- _Assigned task_: Return the lines below that carry the word "outcrop".

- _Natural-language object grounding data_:
————

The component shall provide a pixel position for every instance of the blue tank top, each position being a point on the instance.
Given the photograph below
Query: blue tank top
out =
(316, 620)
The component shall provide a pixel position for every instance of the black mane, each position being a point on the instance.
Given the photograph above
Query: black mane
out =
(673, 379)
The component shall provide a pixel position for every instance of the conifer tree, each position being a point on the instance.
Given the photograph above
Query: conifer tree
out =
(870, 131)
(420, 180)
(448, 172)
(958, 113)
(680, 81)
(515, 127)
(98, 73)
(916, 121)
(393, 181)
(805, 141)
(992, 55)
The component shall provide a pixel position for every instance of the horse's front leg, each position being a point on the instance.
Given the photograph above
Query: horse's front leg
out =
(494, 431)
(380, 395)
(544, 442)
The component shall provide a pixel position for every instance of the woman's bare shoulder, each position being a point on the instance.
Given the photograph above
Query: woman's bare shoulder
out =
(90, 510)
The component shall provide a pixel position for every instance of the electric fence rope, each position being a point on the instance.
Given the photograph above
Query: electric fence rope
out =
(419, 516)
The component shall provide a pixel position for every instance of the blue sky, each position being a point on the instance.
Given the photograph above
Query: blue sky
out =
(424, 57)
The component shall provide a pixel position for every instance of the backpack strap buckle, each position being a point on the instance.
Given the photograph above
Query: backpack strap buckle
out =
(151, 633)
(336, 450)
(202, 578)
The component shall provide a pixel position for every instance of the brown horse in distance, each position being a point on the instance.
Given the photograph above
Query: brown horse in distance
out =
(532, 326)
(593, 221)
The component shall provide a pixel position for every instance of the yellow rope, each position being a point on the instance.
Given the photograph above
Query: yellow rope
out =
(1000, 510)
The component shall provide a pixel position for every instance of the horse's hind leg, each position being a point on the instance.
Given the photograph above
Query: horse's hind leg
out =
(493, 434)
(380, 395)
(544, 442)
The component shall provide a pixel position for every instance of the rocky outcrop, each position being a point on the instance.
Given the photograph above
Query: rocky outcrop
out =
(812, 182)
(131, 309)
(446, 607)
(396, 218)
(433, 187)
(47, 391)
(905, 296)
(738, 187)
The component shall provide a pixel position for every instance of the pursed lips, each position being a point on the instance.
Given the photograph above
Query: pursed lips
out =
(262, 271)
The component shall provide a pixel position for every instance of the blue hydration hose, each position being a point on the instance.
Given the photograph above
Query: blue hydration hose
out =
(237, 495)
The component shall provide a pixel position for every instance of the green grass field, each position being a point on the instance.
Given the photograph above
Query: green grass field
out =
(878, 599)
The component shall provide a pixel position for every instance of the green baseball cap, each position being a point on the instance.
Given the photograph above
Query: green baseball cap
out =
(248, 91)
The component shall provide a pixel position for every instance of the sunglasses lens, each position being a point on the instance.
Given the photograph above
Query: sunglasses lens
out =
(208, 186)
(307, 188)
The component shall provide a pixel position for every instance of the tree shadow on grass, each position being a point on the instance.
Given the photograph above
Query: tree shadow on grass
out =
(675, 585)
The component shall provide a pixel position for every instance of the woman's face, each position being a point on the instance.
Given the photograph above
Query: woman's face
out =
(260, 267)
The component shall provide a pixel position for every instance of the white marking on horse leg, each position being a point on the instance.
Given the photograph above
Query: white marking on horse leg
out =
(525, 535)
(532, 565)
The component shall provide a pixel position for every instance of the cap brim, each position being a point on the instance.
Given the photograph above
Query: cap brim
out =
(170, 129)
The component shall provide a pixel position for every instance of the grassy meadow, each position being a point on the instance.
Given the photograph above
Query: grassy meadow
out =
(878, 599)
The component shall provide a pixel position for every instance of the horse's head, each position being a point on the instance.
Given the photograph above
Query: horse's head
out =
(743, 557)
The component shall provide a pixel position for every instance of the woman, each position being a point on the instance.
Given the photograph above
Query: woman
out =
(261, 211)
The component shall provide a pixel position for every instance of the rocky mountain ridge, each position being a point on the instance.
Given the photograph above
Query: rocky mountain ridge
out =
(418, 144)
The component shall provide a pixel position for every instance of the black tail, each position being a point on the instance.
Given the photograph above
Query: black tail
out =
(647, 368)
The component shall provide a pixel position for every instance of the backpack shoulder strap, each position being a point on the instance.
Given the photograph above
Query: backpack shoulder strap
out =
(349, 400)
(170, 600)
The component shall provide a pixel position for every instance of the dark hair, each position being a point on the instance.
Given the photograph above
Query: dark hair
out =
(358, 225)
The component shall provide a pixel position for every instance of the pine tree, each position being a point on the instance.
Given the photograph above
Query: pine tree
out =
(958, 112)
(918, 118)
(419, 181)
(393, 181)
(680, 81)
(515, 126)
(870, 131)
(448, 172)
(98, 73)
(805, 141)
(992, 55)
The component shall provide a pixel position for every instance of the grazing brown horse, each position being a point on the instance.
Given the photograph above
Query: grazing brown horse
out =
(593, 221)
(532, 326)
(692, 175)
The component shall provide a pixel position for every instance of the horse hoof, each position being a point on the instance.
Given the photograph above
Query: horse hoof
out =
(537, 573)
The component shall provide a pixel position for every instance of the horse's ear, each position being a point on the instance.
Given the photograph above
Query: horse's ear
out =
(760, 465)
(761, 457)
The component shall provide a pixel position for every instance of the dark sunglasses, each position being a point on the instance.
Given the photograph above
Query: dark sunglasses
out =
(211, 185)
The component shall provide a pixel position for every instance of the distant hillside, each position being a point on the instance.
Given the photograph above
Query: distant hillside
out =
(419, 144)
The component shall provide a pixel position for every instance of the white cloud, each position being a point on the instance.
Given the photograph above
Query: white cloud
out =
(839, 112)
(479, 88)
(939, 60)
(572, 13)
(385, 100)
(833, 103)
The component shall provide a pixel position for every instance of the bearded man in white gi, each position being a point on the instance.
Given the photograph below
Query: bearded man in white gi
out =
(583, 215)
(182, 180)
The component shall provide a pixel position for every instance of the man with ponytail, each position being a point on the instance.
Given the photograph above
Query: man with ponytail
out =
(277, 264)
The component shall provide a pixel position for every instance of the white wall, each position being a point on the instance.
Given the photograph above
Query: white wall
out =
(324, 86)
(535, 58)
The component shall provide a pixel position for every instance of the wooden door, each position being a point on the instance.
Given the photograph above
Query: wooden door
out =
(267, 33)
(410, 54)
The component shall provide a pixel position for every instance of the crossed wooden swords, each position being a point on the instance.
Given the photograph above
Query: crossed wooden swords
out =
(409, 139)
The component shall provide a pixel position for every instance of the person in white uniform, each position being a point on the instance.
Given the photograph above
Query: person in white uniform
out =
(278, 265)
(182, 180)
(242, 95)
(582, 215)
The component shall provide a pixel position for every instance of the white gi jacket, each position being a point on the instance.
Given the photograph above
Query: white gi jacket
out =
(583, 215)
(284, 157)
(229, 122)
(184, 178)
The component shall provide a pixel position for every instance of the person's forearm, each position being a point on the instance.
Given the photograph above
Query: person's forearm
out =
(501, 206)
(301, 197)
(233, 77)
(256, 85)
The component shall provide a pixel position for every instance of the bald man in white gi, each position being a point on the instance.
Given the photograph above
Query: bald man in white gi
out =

————

- _Solved problem_:
The component shall provide a pixel position for every instance of the rocky outcrop, each position being a point on the instance.
Query: rocky outcrop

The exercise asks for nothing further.